* _TEXTO FORNECIDO_
————

Os manifestantes, que testemunhas afirmavam ser sulistas cristãos, atacaram árabes nas ruas da capital, saquearam lojas e incendiaram carros e uma distribuidora de combustível. Era possível ouvir em toda a cidade rajadas de metralhadora. A situação só foi controlada no fim da tarde, quando a polícia e o Exército tomaram as ruas após confrontos com os cristãos, que reclamam serem negligenciados por Cartum. Além do luto oficial de três dias, Al Bashir foi obrigado a decretar toque de recolher até esta manhã.
Segundo organizações humanitárias, também houve distúrbios em cidades do Sul, como Juba e Malakal.

————

* _INSTRUÇÃO ESCRITA 1_
Por favor, liste todas as cidades mencionadas pelo nome no texto sobre os distúrbios.
* _INSTRUÇÃO ESCRITA 2_
Retome o texto sobre os distúrbios a partir do ponto em que ele termina.
A listagem não tem nenhum papel aqui.

————

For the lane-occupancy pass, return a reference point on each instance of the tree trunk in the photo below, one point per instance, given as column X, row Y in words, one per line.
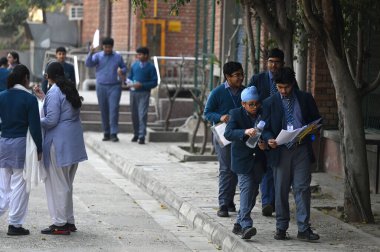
column 357, row 202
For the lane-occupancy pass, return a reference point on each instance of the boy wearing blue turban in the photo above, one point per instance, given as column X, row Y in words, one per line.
column 248, row 163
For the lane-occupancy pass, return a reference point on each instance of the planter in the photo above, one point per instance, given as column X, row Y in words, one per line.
column 183, row 154
column 159, row 135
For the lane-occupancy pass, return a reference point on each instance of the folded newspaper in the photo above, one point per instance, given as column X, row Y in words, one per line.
column 218, row 131
column 297, row 135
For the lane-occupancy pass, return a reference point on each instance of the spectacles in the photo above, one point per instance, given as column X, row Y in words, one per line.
column 275, row 62
column 253, row 104
column 238, row 75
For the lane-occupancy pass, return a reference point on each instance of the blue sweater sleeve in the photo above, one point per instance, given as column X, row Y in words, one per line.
column 152, row 83
column 53, row 110
column 34, row 124
column 92, row 59
column 211, row 108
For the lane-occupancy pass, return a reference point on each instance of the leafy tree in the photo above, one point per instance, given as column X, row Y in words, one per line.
column 334, row 23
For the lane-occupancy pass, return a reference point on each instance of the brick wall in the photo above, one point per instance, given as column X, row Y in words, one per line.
column 319, row 83
column 120, row 24
column 90, row 19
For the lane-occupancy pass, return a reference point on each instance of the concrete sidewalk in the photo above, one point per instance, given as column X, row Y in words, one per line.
column 190, row 190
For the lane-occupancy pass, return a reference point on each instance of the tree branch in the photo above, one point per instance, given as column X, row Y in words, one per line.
column 315, row 24
column 350, row 65
column 359, row 60
column 369, row 88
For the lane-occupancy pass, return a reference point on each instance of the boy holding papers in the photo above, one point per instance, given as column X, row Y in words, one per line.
column 290, row 108
column 220, row 101
column 248, row 163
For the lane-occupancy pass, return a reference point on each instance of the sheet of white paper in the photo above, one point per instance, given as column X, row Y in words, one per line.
column 288, row 136
column 219, row 131
column 95, row 41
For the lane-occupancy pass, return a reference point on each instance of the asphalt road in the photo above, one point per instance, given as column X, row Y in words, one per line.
column 112, row 214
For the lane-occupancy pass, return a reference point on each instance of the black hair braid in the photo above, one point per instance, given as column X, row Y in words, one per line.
column 68, row 88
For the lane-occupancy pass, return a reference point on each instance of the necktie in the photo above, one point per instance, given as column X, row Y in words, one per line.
column 273, row 88
column 289, row 105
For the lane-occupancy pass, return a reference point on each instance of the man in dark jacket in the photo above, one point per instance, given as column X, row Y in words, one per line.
column 290, row 109
column 248, row 163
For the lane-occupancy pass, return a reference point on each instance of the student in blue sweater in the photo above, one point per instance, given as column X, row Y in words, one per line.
column 19, row 111
column 220, row 101
column 141, row 79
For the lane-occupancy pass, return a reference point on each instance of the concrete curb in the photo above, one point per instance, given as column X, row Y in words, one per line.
column 219, row 235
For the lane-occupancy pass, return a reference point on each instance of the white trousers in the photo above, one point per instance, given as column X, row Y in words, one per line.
column 13, row 195
column 59, row 191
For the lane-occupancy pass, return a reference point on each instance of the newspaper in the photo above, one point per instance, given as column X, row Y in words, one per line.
column 297, row 135
column 218, row 130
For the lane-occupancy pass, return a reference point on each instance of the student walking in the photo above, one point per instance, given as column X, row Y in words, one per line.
column 141, row 79
column 266, row 87
column 290, row 108
column 248, row 163
column 63, row 148
column 19, row 112
column 220, row 101
column 109, row 66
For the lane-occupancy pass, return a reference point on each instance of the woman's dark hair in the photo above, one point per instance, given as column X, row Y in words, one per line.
column 18, row 75
column 15, row 56
column 56, row 72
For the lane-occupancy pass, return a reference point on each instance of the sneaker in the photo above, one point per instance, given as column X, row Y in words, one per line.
column 281, row 235
column 222, row 212
column 70, row 227
column 114, row 138
column 307, row 235
column 237, row 229
column 231, row 207
column 106, row 137
column 248, row 232
column 12, row 230
column 56, row 230
column 267, row 210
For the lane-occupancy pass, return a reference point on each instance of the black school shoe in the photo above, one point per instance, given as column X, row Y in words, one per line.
column 70, row 227
column 114, row 138
column 231, row 207
column 281, row 235
column 106, row 137
column 56, row 230
column 307, row 235
column 222, row 212
column 12, row 230
column 267, row 210
column 248, row 232
column 237, row 229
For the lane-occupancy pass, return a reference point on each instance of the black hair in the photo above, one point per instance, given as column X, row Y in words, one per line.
column 143, row 50
column 3, row 61
column 18, row 75
column 107, row 41
column 56, row 72
column 285, row 75
column 15, row 56
column 276, row 53
column 231, row 67
column 60, row 49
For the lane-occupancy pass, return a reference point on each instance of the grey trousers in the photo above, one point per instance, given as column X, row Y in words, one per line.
column 293, row 170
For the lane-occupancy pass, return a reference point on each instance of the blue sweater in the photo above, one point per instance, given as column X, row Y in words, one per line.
column 19, row 110
column 220, row 102
column 146, row 75
column 3, row 78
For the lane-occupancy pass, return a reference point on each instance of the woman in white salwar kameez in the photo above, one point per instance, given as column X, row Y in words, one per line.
column 19, row 111
column 63, row 147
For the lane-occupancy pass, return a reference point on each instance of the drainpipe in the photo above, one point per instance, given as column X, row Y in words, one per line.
column 212, row 42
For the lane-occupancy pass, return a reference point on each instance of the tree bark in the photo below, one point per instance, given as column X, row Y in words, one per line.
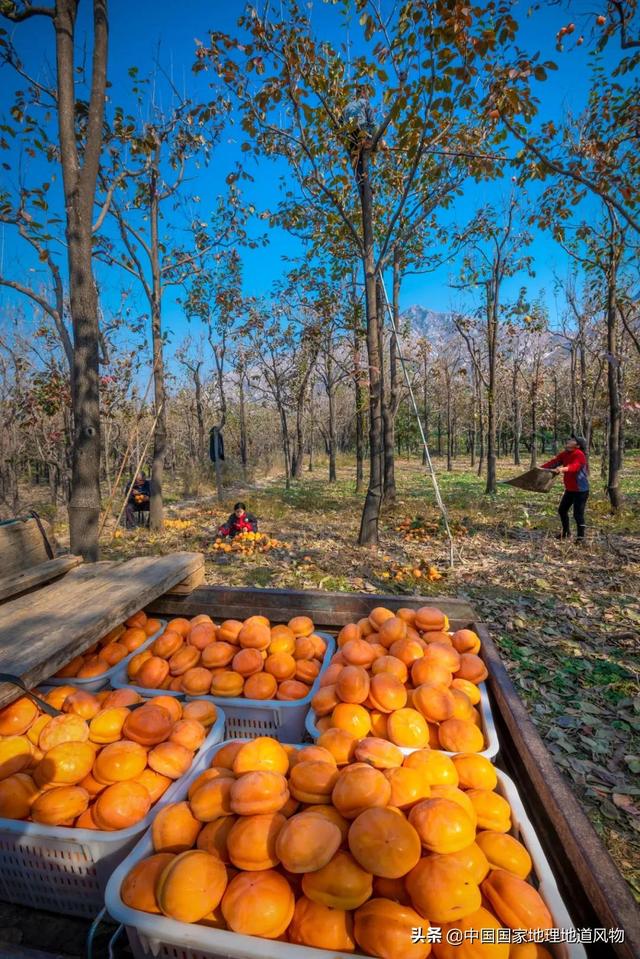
column 156, row 508
column 373, row 500
column 79, row 183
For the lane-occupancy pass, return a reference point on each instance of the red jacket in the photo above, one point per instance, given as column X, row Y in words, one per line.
column 576, row 479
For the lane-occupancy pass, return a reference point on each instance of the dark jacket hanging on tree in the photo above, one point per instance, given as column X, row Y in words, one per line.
column 216, row 451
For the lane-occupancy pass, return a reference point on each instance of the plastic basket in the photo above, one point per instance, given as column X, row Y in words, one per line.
column 283, row 720
column 66, row 870
column 486, row 719
column 99, row 682
column 162, row 938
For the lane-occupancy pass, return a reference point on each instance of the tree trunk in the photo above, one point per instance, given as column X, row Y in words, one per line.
column 79, row 191
column 373, row 500
column 615, row 413
column 156, row 508
column 492, row 331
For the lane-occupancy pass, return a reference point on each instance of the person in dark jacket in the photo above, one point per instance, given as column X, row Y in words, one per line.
column 239, row 522
column 138, row 500
column 572, row 464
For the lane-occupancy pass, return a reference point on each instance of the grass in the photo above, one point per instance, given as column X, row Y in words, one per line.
column 565, row 618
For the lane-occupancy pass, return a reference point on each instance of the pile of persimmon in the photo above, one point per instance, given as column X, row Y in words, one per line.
column 100, row 764
column 251, row 659
column 118, row 643
column 346, row 846
column 405, row 678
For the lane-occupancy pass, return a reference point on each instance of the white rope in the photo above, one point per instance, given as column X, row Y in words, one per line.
column 434, row 479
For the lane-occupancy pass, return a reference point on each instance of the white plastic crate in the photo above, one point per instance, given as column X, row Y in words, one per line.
column 66, row 870
column 162, row 938
column 282, row 719
column 96, row 683
column 486, row 720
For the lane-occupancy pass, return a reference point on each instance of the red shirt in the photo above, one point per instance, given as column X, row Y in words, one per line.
column 576, row 479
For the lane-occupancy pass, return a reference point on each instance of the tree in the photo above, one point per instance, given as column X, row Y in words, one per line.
column 80, row 135
column 295, row 111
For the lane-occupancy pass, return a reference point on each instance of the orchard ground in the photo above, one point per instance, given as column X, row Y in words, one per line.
column 565, row 617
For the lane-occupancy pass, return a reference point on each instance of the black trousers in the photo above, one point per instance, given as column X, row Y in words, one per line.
column 579, row 502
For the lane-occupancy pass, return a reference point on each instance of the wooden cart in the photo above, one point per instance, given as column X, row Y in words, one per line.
column 593, row 890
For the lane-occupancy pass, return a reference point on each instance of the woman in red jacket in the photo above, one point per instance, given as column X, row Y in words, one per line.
column 572, row 464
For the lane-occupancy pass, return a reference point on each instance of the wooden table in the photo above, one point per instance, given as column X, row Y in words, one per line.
column 41, row 631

————

* _RESULTADO DO EXERCÍCIO 1_
Cartum, Juba, Malakal

* _RESULTADO DO EXERCÍCIO 2_
Garang morreu na noite de sábado, na queda do helicóptero presidencial de Uganda, que viajava de Kampala (Uganda) para o Sudão. O ex-líder rebelde voltava de uma reunião com o presidente ugandense Yoweri Museveni. Outras seis pessoas que estavam no aparelho e a tripulação de sete técnicos também morreram. Segundo uma fonte de Campala, uma forte tempestade foi a causa do acidente, ocorrido nas montanhas perto da fronteira entre ambos os países. O enterro de Garang será em New Site, a base do MLPS.
- É chocante, é a perda de um líder visionário - comentou o general Lazarus Sumbeiywo, medidador-chefe dos diálogos de paz do Sudão.
Membros do MLPS prometeram que vão manter o cessar-fogo com o governo. Também o presidente Al Bashir garantiu na televisão que ''o acordo de paz vai se manter como planejado''. Mas para John Prendergast, conselheiro especial do International Crisis Group, a morte de Garang pode expor sérios ''cismas'' entre os próprios rebeldes sulistas.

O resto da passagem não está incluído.